EXERCISE AIM: Quote the data below in full, please, without altering anything.

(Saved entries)
╔══

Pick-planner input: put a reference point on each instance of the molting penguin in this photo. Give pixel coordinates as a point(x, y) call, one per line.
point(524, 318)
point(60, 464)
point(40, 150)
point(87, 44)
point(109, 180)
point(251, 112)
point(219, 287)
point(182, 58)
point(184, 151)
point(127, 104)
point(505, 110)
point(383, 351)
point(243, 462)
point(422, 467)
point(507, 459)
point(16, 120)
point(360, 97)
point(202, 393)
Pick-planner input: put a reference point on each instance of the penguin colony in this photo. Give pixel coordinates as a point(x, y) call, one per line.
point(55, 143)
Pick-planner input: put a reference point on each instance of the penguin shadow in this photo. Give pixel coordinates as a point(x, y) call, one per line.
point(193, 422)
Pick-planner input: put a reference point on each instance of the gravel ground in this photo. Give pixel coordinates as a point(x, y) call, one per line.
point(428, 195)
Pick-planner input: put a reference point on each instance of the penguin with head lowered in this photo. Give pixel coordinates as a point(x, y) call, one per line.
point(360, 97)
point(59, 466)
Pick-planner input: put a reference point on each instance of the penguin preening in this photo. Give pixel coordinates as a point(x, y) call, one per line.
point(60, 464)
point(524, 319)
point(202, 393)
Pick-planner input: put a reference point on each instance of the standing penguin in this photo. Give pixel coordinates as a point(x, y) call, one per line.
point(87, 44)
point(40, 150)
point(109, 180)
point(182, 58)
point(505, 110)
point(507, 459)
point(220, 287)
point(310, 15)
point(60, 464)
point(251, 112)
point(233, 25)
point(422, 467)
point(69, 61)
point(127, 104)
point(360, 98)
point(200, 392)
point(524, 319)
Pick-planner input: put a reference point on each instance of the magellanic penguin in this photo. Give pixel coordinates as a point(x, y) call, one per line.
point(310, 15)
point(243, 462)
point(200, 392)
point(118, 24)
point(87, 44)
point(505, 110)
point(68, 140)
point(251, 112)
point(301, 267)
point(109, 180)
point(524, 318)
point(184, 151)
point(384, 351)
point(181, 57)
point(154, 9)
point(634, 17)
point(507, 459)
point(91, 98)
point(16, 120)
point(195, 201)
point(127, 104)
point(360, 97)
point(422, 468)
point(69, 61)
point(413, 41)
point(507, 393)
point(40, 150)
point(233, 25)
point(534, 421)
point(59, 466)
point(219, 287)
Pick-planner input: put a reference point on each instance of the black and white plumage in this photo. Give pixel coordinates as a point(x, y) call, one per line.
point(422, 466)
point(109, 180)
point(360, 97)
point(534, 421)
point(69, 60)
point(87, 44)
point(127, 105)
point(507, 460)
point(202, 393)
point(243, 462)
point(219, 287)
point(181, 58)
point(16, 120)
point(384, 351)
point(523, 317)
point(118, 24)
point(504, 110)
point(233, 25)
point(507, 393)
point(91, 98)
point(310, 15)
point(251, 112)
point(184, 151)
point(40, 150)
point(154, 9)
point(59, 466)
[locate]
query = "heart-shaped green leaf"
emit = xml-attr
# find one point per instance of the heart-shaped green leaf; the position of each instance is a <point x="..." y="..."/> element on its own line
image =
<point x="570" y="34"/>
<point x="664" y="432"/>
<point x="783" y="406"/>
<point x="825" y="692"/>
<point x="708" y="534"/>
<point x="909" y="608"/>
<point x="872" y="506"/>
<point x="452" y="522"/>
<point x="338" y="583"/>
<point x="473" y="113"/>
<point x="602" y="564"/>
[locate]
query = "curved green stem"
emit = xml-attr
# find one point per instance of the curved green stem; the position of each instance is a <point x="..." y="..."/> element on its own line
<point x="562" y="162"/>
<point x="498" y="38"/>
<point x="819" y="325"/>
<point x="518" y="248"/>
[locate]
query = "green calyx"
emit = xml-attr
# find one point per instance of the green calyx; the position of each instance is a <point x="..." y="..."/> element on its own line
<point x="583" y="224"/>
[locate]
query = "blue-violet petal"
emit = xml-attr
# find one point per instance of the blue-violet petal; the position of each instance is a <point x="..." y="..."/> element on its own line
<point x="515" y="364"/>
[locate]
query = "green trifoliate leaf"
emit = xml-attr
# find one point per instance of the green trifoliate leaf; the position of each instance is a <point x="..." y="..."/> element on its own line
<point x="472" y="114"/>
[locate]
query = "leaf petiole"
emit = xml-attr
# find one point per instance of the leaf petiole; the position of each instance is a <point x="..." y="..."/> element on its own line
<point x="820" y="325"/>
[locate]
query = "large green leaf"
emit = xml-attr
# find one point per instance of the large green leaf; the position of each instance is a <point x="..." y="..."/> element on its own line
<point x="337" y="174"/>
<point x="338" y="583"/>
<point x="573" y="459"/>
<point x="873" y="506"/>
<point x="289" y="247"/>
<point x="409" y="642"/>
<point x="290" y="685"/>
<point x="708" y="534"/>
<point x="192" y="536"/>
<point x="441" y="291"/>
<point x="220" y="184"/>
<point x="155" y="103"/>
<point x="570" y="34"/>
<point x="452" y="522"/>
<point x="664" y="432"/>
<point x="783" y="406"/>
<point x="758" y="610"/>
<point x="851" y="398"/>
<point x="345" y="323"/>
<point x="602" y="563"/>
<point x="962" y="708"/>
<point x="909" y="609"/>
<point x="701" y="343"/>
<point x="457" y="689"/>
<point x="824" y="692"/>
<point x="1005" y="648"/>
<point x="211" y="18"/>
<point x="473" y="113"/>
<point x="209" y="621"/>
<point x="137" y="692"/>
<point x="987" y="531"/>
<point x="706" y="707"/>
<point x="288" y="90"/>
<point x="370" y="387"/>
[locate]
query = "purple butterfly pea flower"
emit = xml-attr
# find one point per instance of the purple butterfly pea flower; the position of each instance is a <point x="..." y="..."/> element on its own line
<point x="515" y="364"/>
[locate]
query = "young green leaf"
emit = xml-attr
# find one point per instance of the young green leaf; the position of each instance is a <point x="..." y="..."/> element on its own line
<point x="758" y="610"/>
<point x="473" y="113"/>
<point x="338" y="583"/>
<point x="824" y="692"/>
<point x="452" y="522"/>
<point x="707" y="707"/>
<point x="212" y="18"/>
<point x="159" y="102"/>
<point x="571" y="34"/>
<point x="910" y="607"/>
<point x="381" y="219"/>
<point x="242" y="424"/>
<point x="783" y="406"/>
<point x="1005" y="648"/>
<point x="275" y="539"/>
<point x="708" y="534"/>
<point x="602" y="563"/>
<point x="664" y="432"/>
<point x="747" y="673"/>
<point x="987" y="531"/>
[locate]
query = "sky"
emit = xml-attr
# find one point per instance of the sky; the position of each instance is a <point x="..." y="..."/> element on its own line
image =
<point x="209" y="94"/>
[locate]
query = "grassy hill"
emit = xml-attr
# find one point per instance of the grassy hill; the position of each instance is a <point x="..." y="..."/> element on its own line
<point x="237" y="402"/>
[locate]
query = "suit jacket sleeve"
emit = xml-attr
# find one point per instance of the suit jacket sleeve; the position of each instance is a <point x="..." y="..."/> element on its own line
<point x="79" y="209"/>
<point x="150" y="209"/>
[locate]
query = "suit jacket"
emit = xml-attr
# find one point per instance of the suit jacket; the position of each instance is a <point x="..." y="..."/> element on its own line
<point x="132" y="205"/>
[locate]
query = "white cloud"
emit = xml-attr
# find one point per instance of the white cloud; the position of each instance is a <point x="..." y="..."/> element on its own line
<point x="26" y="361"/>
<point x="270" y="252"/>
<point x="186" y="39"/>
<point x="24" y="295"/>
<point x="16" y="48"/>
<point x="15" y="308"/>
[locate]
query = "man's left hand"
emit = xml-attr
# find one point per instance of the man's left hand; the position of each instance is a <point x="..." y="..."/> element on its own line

╚══

ANSWER TO THIS TASK:
Pick-planner input: put a reference point on each instance of the molting penguin in this photo. Give pixel coordinates as a point(x, y) call, one per line.
point(524, 318)
point(60, 464)
point(40, 150)
point(87, 44)
point(109, 180)
point(251, 112)
point(219, 287)
point(182, 58)
point(184, 151)
point(127, 104)
point(505, 110)
point(383, 351)
point(243, 462)
point(422, 467)
point(507, 459)
point(16, 120)
point(360, 97)
point(202, 393)
Pick-planner input: put a reference point on each instance of the penguin colony in this photo. Give pixel coordinates as a point(x, y) call, one per line.
point(55, 143)
Pick-planner input: put a reference point on each instance of the penguin shadow in this photo. Give pixel coordinates as a point(x, y) call, one per line.
point(193, 422)
Pick-planner input: put a reference point on each instance of the gravel ground in this photo. Give pixel coordinates as a point(x, y) call, one per line.
point(428, 195)
Pick-planner input: put a reference point on each instance of the penguin with head lowered in this photo. Give pixel coordinates as a point(x, y) call, one per line.
point(360, 97)
point(59, 466)
Pick-planner input: put a reference point on each instance of the penguin preening in this photo. Give pixel coordinates as a point(x, y) call, one per line.
point(60, 464)
point(524, 319)
point(202, 393)
Pick-planner input: put a reference point on each instance of the standing penguin in this photo. Give pixel coordinates as a point(x, y) call, one per line.
point(87, 44)
point(40, 150)
point(109, 180)
point(182, 58)
point(505, 110)
point(507, 459)
point(220, 287)
point(310, 15)
point(60, 464)
point(251, 112)
point(233, 25)
point(422, 467)
point(69, 61)
point(127, 104)
point(360, 98)
point(200, 392)
point(524, 319)
Pick-planner input: put a reference point on each instance of the magellanic penguin in this photo. Give pixel coordinates as a point(x, y) call, one per line.
point(310, 15)
point(243, 462)
point(200, 392)
point(118, 24)
point(87, 44)
point(505, 110)
point(68, 140)
point(251, 112)
point(301, 267)
point(109, 180)
point(524, 318)
point(184, 151)
point(384, 351)
point(181, 57)
point(154, 9)
point(634, 17)
point(507, 459)
point(91, 98)
point(16, 120)
point(195, 201)
point(127, 104)
point(360, 97)
point(422, 468)
point(69, 61)
point(413, 41)
point(507, 393)
point(40, 150)
point(233, 25)
point(534, 421)
point(59, 466)
point(219, 287)
Pick-planner input: put a reference point on each instance of the black and white plumage in this photo. Give pixel coordinates as a point(x, y) call, one per line.
point(422, 466)
point(109, 180)
point(360, 97)
point(534, 421)
point(69, 60)
point(87, 44)
point(127, 105)
point(507, 460)
point(202, 393)
point(243, 462)
point(219, 287)
point(181, 58)
point(16, 120)
point(384, 351)
point(523, 317)
point(118, 24)
point(504, 110)
point(233, 25)
point(507, 393)
point(91, 98)
point(310, 15)
point(251, 112)
point(184, 151)
point(40, 150)
point(154, 9)
point(59, 466)
[locate]
query = "heart-shaped green leaf"
emit = xml-attr
# find one point per instance of the heart-shaped green leaf; the position of each instance is a <point x="..." y="..."/> element on its own line
image =
<point x="570" y="34"/>
<point x="664" y="432"/>
<point x="783" y="406"/>
<point x="825" y="692"/>
<point x="708" y="534"/>
<point x="909" y="608"/>
<point x="872" y="506"/>
<point x="452" y="522"/>
<point x="338" y="583"/>
<point x="473" y="113"/>
<point x="602" y="564"/>
[locate]
query = "curved green stem"
emit = xml-attr
# find one point per instance of the curved green stem; the position of each instance is a <point x="..." y="..."/> element on its own line
<point x="562" y="162"/>
<point x="498" y="38"/>
<point x="819" y="325"/>
<point x="518" y="248"/>
[locate]
query = "green calyx"
emit = xml-attr
# find one point per instance of the green calyx; the position of each instance is a <point x="..." y="..."/> element on its own line
<point x="583" y="224"/>
[locate]
query = "blue-violet petal"
emit = xml-attr
# find one point per instance of the blue-violet petal; the position of each instance is a <point x="..." y="..."/> element on its own line
<point x="515" y="364"/>
[locate]
query = "green trifoliate leaf"
emit = xml-attr
# find one point per instance of the green trifoliate leaf; the position of each instance is a <point x="..." y="..."/> element on its own line
<point x="472" y="114"/>
[locate]
query = "leaf petiole"
emit = xml-attr
# find one point per instance of the leaf petiole; the position of each instance is a <point x="..." y="..."/> element on its own line
<point x="820" y="325"/>
[locate]
query = "large green leaf"
emit = xml-attr
# find one point per instance of the large green leaf; the position of each instance is a <point x="..." y="..."/> element on its own line
<point x="337" y="174"/>
<point x="338" y="583"/>
<point x="573" y="459"/>
<point x="873" y="506"/>
<point x="289" y="247"/>
<point x="409" y="642"/>
<point x="290" y="685"/>
<point x="708" y="534"/>
<point x="192" y="536"/>
<point x="441" y="291"/>
<point x="220" y="184"/>
<point x="155" y="103"/>
<point x="570" y="34"/>
<point x="452" y="522"/>
<point x="664" y="432"/>
<point x="783" y="406"/>
<point x="758" y="610"/>
<point x="851" y="398"/>
<point x="345" y="323"/>
<point x="602" y="563"/>
<point x="962" y="708"/>
<point x="909" y="609"/>
<point x="701" y="343"/>
<point x="457" y="689"/>
<point x="824" y="692"/>
<point x="1005" y="648"/>
<point x="211" y="18"/>
<point x="473" y="113"/>
<point x="209" y="621"/>
<point x="137" y="692"/>
<point x="987" y="531"/>
<point x="706" y="707"/>
<point x="288" y="90"/>
<point x="370" y="387"/>
[locate]
query = "purple butterfly pea flower"
emit = xml-attr
# find one point per instance of the purple butterfly pea flower; the position of each instance is a <point x="..." y="..."/> element on its own line
<point x="515" y="364"/>
[locate]
query = "young green leaf"
emit = xml-attr
# find one point per instance of the young green leaf; the position of each instance is a <point x="..." y="..."/> element on its own line
<point x="758" y="610"/>
<point x="473" y="113"/>
<point x="338" y="583"/>
<point x="824" y="692"/>
<point x="452" y="522"/>
<point x="707" y="707"/>
<point x="212" y="18"/>
<point x="159" y="102"/>
<point x="571" y="34"/>
<point x="910" y="607"/>
<point x="381" y="219"/>
<point x="242" y="424"/>
<point x="783" y="406"/>
<point x="1005" y="648"/>
<point x="275" y="539"/>
<point x="708" y="534"/>
<point x="602" y="563"/>
<point x="664" y="432"/>
<point x="747" y="673"/>
<point x="987" y="531"/>
[locate]
query = "sky"
emit = xml-attr
# find one point per instance of the sky; the position of each instance is a <point x="..." y="..."/> element on its own line
image =
<point x="209" y="94"/>
[locate]
query = "grassy hill"
emit = xml-attr
# find one point per instance of the grassy hill; the position of each instance is a <point x="..." y="..."/> element on its own line
<point x="237" y="402"/>
[locate]
query = "suit jacket sleeve"
emit = xml-attr
# find one point per instance of the suit jacket sleeve; the position of each instance is a <point x="..." y="..."/> element on its own line
<point x="79" y="209"/>
<point x="150" y="209"/>
[locate]
query = "suit jacket"
emit = xml-attr
# find one point per instance of the suit jacket; the position of each instance is a <point x="..." y="..."/> element on its own line
<point x="132" y="205"/>
[locate]
query = "white cloud"
emit = xml-attr
# find one point per instance of the white cloud; the position of each instance is a <point x="..." y="..."/> element on its own line
<point x="26" y="361"/>
<point x="270" y="252"/>
<point x="186" y="39"/>
<point x="24" y="295"/>
<point x="16" y="48"/>
<point x="15" y="308"/>
[locate]
query = "man's left hand"
emit = xml-attr
# find one point per instance of the man's left hand; the position of each instance is a <point x="..." y="..."/> element on its own line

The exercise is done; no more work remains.